Given text:
**********

The extensive circulation of Bunyan’s Works, and his extraordinary fame as an author, excited the cupidity of contemptible scribblers to forge his name to productions quite unworthy of his great natural and acquired talent. He had scarcely entered into rest, before a tract appeared, which might, from its title, have imposed upon those not well acquainted with his style of writing. It is a quarto tract, entitled, ‘The Saint’s Triumph, or The Glory of the Saints with Jesus Christ. Describing the joys and comforts a believer reaps in heaven, after his painful pilgrimage and sufferings on earth. With weighty encouragements to draw poor doubting Christians to Christ. Laying open the main lets and hinderances which keep them from him. With helps to recover God’s favour. To which is added; The Glorious Resurrection in the last day, for them that sleep in Jesus Christ. Discoursed in a Divine ejaculation, by J. B. With a bold woodcut portrait of John Bunyan on the title-page. London Bridge, printed for J. Blare, at the Looking Glass, 1688.’ Neither the style, nor sentiments, nor the use of Latin quotations, have the slightest similarity to our great author’s works.

In a very few years there was published:—

The Pilgrim’s Progress, &c., the Third Part—to which is added, The Life and Death of John Bunyan, Author of the First and Second Part: this compleating the whole Progress.

**********

Record list:
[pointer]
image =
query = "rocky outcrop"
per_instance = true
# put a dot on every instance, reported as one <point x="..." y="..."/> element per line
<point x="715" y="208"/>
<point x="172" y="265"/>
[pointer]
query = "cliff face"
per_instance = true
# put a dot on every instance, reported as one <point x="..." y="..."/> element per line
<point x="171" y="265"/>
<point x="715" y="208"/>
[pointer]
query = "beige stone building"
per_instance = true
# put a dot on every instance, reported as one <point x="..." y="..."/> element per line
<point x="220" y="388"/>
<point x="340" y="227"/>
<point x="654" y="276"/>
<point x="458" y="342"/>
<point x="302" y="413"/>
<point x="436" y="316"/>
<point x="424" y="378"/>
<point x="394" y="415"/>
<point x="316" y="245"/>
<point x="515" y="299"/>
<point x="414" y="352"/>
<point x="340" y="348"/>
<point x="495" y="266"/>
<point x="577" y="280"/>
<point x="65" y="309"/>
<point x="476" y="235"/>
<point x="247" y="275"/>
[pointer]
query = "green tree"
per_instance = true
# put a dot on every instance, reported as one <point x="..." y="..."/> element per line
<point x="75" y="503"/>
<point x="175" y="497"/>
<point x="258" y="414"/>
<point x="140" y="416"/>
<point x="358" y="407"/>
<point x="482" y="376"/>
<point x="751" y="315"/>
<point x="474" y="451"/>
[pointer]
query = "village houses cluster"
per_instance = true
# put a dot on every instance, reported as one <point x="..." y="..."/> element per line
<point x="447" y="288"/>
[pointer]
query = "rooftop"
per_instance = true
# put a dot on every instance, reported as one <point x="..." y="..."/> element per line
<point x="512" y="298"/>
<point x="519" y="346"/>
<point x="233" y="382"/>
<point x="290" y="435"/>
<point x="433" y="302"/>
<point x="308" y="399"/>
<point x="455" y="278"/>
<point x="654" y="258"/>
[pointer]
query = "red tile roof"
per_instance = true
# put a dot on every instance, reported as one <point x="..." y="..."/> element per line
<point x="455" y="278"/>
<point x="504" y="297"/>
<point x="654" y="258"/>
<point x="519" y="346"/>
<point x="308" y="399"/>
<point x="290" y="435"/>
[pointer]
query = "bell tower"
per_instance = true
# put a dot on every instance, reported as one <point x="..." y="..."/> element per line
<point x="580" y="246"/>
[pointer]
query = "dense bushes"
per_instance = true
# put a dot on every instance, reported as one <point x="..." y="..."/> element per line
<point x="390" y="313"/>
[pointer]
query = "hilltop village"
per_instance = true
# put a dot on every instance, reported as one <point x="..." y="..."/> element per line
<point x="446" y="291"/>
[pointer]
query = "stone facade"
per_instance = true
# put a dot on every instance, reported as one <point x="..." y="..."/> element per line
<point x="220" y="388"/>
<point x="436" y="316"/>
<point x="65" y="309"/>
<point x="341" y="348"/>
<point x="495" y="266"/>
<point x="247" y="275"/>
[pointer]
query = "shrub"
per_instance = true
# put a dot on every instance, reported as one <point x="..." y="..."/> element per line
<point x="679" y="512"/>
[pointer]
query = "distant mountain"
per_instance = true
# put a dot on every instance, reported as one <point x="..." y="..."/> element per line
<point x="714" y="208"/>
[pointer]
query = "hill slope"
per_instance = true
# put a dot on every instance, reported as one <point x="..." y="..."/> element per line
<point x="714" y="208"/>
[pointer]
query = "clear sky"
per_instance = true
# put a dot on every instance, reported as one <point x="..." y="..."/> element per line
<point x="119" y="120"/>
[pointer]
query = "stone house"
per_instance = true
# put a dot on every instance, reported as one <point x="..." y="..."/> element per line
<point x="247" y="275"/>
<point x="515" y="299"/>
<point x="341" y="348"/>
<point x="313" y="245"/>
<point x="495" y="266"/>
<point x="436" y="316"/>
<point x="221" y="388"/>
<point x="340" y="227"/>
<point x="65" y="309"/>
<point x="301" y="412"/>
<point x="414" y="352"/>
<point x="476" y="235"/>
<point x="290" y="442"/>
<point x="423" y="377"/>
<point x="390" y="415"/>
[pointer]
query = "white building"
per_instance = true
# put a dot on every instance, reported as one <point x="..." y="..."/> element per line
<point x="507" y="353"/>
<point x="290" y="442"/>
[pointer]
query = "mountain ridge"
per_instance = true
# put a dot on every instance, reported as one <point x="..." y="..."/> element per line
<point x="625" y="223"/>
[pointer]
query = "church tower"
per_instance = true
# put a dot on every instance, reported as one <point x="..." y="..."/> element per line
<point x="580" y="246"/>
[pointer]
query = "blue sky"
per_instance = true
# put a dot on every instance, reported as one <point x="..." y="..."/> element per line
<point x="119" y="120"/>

**********

Goal:
Answer these questions from the text on Bunyan's name being forged:
1. In what year was the tract "The Saint's Triumph" printed?
2. What picture appears on that tract's title-page?
3. What is added to the Third Part of The Pilgrim's Progress?
The records are separate material and have no connection to the text on Bunyan's name being forged.

Solved problem:
1. 1688.
2. A bold woodcut portrait of John Bunyan.
3. The Life and Death of John Bunyan, Author of the First and Second Part.